**PROBLEM TO WORK ON:** Reproduce the listing exactly, with no pictures in your copy.

**INPUT FOR THIS TASK:**
# # #

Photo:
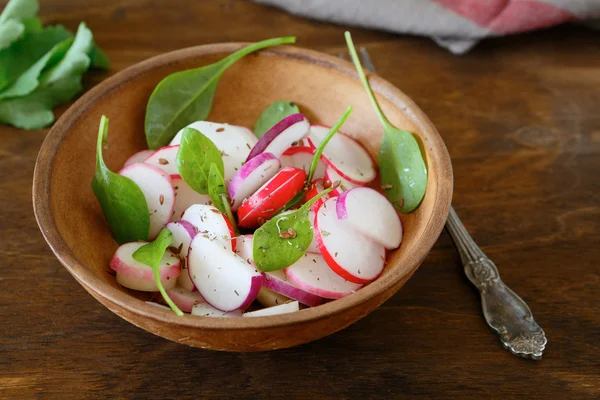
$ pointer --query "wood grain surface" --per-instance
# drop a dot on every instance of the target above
(520, 117)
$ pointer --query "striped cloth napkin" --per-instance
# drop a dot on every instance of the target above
(454, 24)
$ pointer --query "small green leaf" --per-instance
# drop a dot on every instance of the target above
(122, 201)
(401, 164)
(273, 114)
(151, 254)
(195, 156)
(187, 96)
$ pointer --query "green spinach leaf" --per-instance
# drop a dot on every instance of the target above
(401, 165)
(151, 254)
(187, 96)
(122, 201)
(273, 114)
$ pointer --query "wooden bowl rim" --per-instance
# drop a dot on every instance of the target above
(45, 162)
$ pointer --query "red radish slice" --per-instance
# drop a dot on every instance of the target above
(210, 223)
(281, 136)
(185, 299)
(158, 191)
(349, 254)
(271, 197)
(345, 155)
(277, 310)
(371, 214)
(312, 274)
(137, 276)
(234, 142)
(251, 177)
(206, 310)
(140, 156)
(224, 279)
(185, 197)
(164, 158)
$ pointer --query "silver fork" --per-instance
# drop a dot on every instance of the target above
(505, 312)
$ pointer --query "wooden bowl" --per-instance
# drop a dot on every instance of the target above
(72, 223)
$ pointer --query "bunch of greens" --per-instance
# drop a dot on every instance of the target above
(40, 68)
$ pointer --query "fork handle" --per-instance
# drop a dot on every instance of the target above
(505, 312)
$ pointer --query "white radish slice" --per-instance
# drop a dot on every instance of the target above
(345, 155)
(281, 136)
(164, 158)
(349, 254)
(371, 214)
(312, 274)
(140, 156)
(234, 142)
(212, 224)
(277, 310)
(185, 197)
(206, 310)
(224, 279)
(158, 191)
(137, 276)
(185, 299)
(251, 176)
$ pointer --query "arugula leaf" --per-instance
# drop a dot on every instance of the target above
(151, 254)
(273, 114)
(283, 240)
(187, 96)
(195, 156)
(401, 164)
(122, 201)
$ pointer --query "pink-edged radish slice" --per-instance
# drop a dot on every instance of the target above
(311, 273)
(140, 156)
(185, 299)
(212, 224)
(371, 214)
(164, 158)
(251, 176)
(134, 275)
(206, 310)
(234, 142)
(281, 136)
(345, 155)
(185, 197)
(277, 310)
(349, 254)
(224, 279)
(271, 197)
(158, 191)
(331, 177)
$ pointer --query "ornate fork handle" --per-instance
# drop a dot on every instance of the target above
(504, 311)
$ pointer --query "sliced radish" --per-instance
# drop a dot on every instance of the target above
(185, 197)
(164, 158)
(345, 155)
(140, 156)
(224, 279)
(206, 310)
(210, 223)
(234, 142)
(277, 310)
(371, 214)
(158, 191)
(251, 177)
(271, 197)
(311, 273)
(185, 299)
(137, 276)
(281, 136)
(349, 254)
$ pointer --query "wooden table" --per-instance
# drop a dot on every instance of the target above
(520, 117)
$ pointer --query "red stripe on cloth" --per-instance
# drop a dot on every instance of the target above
(506, 16)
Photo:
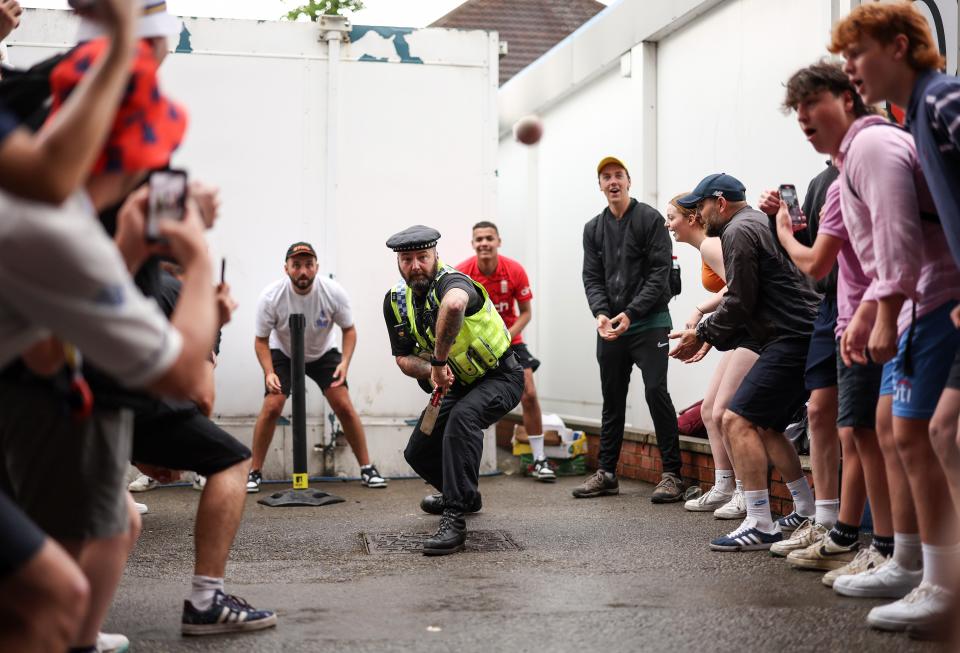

# # #

**YOUR SOLUTION:**
Photo:
$ pointer --query "wood grain surface" --per-instance
# drop a dot on every instance of the target above
(520, 117)
$ pointer --query "striped cloth napkin" --per-instance
# drop a dot on every instance of the target above
(454, 24)
$ pointer --query "small green leaf" --per-instance
# drop a dot on every instance of the target above
(122, 201)
(401, 164)
(273, 114)
(151, 254)
(195, 156)
(187, 96)
$ pointer --query "green spinach leaf" --per-instance
# drop a dot on every instance of the target above
(401, 165)
(151, 254)
(187, 96)
(122, 201)
(273, 114)
$ pointer --query "wooden bowl rim" --per-instance
# drop a dot on every instance of the target above
(45, 162)
$ pointer --query "red radish slice" --per-instance
# drop a dot on every instance of the target above
(210, 223)
(281, 136)
(185, 299)
(158, 191)
(349, 254)
(271, 197)
(345, 155)
(277, 310)
(371, 214)
(312, 274)
(137, 276)
(234, 142)
(251, 177)
(206, 310)
(140, 156)
(224, 279)
(185, 197)
(164, 158)
$ pointer --query "silver fork" --per-instance
# drop a dot on every instance of the target above
(505, 312)
$ pointer --query "wooden bowl" --per-instance
# drop a dot on every instance of the target above
(72, 223)
$ pointer --query "bunch of greens" --per-instance
# drop a dot on every instance of the target above
(40, 68)
$ pointer --query "fork handle" --per-instance
# drop a dot on every instance of the target above
(505, 312)
$ pointer --query "white radish slice" --per-instance
# drop a dot on every instance of the target above
(345, 155)
(281, 136)
(164, 158)
(349, 254)
(371, 214)
(312, 274)
(140, 156)
(234, 142)
(212, 224)
(277, 310)
(185, 197)
(206, 310)
(224, 279)
(158, 191)
(137, 276)
(185, 299)
(251, 176)
$ pointer --query "arugula leaf" --per-instance
# drop a dot on every instance of the target above
(151, 254)
(273, 114)
(283, 240)
(187, 96)
(195, 156)
(401, 164)
(122, 201)
$ pointer --query "pink-edged radish slice" --per-instance
# drop a dot on every instance of the target above
(311, 273)
(140, 156)
(185, 299)
(212, 224)
(371, 214)
(164, 158)
(251, 176)
(134, 275)
(206, 310)
(234, 142)
(281, 136)
(345, 155)
(185, 197)
(277, 310)
(349, 254)
(224, 279)
(271, 197)
(158, 191)
(331, 177)
$ pointer --query "ornate fork handle" --per-instance
# drop a dot on every instance of the target above
(504, 311)
$ pointer --query "sliced radish" --per-instance
# drop a dot on every instance of the target above
(185, 197)
(164, 158)
(345, 155)
(140, 156)
(224, 279)
(206, 310)
(210, 223)
(234, 142)
(277, 310)
(371, 214)
(158, 191)
(251, 177)
(271, 197)
(311, 273)
(185, 299)
(137, 276)
(281, 136)
(349, 254)
$ pointer --query "wooden table" --per-instance
# drop a dot on every instance of the target above
(520, 117)
$ pointer --query "red stripe on cloth" --per-instance
# drop a dot on every instance of the target above
(506, 16)
Photo:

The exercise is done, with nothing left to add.